AIM OF THE TASK:
Swap "plastic" for "metal" in everything from the line containing "For this drill the class indicates the sprinkler head" down to the last line, and give those lines back with nothing else changed.
::: SUPPLIED DATA :::
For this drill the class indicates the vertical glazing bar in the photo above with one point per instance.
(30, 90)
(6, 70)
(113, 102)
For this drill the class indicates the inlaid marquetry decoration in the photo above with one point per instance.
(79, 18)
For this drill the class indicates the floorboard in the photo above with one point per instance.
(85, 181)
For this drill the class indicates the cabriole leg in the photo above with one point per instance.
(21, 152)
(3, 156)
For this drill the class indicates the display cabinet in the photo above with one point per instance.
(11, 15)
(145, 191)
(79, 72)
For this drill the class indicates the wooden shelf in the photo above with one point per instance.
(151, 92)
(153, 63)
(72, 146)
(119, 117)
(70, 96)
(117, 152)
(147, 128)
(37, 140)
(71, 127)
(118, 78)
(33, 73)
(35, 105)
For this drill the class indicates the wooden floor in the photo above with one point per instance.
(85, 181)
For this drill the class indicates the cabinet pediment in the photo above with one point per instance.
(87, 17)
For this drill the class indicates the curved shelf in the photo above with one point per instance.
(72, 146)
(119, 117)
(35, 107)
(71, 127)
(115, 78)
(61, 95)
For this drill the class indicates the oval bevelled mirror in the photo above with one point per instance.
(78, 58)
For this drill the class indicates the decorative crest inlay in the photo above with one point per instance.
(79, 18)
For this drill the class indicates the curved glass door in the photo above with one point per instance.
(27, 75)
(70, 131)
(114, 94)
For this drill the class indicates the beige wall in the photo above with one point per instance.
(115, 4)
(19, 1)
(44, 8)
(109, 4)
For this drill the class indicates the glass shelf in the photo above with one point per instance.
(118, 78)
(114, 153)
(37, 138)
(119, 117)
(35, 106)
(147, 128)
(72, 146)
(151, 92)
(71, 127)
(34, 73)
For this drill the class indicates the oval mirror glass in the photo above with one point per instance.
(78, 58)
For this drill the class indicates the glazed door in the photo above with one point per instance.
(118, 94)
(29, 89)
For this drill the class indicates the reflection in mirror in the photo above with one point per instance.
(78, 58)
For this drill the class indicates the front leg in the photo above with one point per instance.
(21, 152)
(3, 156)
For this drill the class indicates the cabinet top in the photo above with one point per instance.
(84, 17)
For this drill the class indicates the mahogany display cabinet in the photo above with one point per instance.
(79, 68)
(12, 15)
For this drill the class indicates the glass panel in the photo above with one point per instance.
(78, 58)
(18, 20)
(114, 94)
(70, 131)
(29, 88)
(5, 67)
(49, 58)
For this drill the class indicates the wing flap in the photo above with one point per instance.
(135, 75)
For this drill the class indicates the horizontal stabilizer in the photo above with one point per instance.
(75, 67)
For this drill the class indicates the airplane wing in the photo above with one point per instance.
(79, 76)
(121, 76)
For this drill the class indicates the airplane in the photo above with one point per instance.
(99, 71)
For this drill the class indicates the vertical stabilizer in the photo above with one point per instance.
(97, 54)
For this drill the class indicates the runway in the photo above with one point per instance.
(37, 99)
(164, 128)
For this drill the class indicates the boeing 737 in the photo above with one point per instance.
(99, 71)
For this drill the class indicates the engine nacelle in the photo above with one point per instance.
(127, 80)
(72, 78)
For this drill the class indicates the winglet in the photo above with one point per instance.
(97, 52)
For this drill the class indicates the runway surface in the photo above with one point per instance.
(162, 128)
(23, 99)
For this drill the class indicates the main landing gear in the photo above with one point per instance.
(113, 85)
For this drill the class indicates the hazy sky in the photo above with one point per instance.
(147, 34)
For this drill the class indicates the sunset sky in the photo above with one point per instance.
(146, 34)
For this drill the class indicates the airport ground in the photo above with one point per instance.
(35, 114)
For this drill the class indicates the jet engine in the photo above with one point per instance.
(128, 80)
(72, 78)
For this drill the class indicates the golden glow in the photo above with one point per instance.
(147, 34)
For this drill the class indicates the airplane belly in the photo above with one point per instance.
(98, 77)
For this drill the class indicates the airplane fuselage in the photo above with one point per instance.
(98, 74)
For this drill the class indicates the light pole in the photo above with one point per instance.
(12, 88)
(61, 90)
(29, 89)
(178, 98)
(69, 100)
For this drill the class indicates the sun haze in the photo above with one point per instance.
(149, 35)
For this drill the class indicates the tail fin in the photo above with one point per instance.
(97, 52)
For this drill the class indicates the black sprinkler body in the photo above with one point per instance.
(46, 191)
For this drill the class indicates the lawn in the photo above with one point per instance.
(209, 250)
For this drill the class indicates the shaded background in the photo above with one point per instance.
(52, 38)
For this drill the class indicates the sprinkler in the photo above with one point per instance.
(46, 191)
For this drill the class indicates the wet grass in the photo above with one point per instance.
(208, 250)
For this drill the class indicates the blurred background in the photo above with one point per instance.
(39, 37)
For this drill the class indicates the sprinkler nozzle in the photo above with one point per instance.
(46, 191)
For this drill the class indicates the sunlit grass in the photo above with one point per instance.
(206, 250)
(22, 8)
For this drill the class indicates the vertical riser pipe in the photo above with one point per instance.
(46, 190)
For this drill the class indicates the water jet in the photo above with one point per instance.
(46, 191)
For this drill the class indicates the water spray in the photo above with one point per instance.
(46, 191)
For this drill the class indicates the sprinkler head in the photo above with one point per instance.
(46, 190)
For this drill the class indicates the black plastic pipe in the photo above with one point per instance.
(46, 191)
:::
TASK ANSWER:
For this drill the class indicates the sprinkler head in the photo above with one point per instance.
(46, 190)
For this drill the class indicates the black metal pipe in the photo above with one point per instance.
(46, 191)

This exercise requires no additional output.